# What to do:
Rewrite the entries from their beginning through the line containing "point(66, 33)", both ends included and with the instructions kept, offsetting each coordinate in the reported points by 78 but not changing the instructions or their sample points. Omit the pictures.

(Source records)
* * * * *

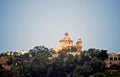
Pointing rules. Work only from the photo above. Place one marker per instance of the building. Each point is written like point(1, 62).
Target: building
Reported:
point(67, 43)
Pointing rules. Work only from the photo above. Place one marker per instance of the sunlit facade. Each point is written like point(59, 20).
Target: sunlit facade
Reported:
point(67, 43)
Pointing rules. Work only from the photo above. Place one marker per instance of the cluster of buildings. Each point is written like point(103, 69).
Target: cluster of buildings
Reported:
point(67, 43)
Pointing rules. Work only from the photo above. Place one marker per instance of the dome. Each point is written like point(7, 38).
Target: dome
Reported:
point(66, 33)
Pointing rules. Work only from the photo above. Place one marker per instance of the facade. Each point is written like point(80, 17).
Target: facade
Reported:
point(67, 43)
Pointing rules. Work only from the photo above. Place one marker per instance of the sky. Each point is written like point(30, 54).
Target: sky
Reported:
point(28, 23)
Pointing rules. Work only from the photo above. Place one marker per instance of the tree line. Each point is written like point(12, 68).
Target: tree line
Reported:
point(40, 63)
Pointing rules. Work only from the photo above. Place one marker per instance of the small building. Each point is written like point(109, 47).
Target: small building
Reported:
point(67, 43)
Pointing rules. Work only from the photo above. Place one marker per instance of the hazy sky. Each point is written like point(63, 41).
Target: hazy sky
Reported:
point(28, 23)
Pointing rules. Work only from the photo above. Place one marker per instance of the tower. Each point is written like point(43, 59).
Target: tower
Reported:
point(79, 44)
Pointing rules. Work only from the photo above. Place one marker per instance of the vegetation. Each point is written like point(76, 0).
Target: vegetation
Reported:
point(40, 63)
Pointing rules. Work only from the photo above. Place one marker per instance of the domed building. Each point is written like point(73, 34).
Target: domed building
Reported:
point(67, 43)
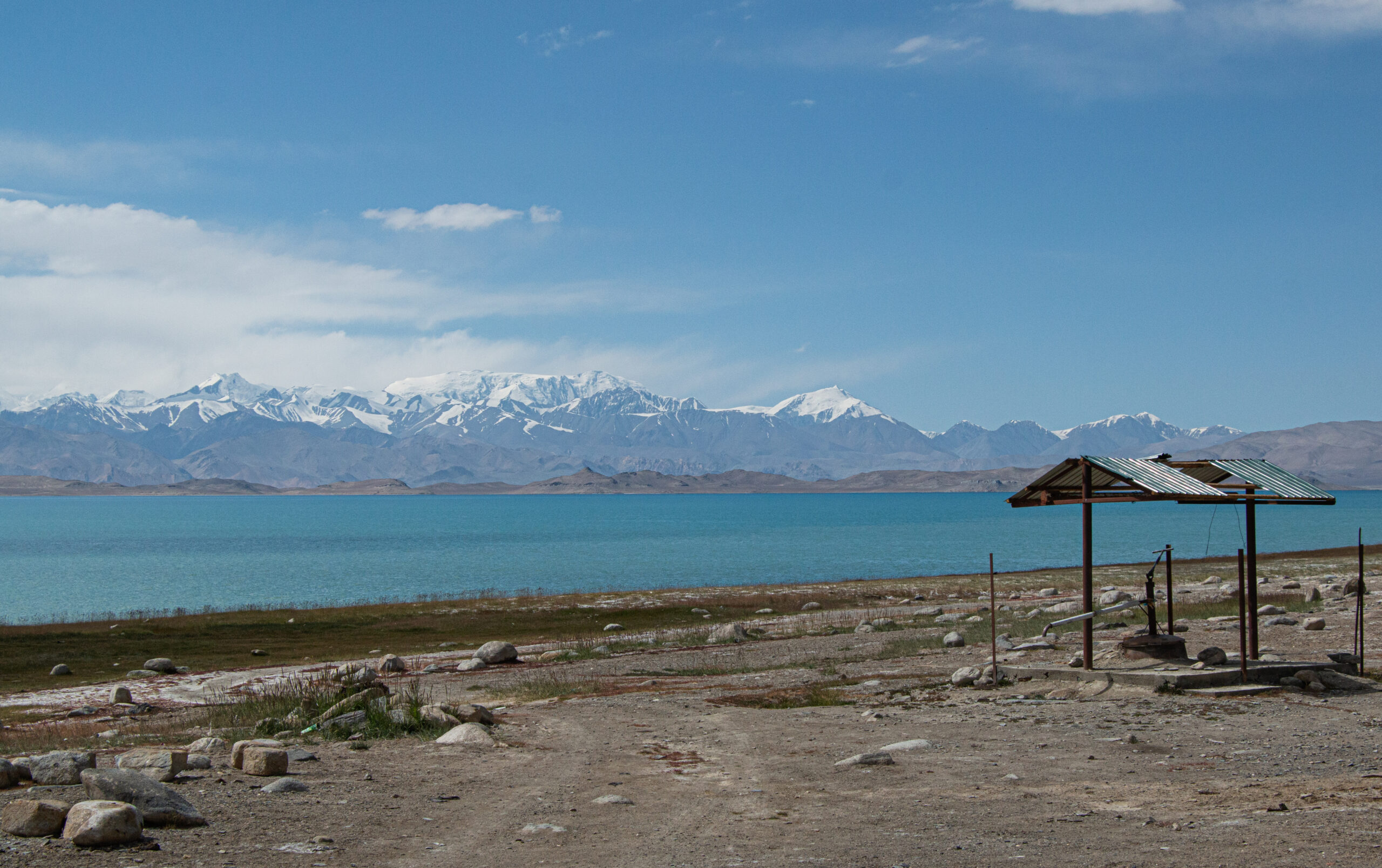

* * * * *

# The reply:
Pointing rules. Work only from the photo above. Place one marker per instance of the building. Each point is written like point(1, 62).
Target: building
Reported:
point(145, 121)
Pointing rules. Work only from the photo above. Place one marker per instance of the sunlit facade. Each point is written like point(59, 20).
Target: sunlit facade
Reported:
point(145, 121)
Pointing rules. Work only from the photo above. Place one marker per instance of the cluster of buildings. Each point is written like point(103, 69).
Target: cluster of buildings
Reported:
point(145, 121)
Pointing rules. Work only from the photo above. Place one marker per instance of the dome. Each point is written like point(7, 38).
Target: dome
Reported:
point(144, 111)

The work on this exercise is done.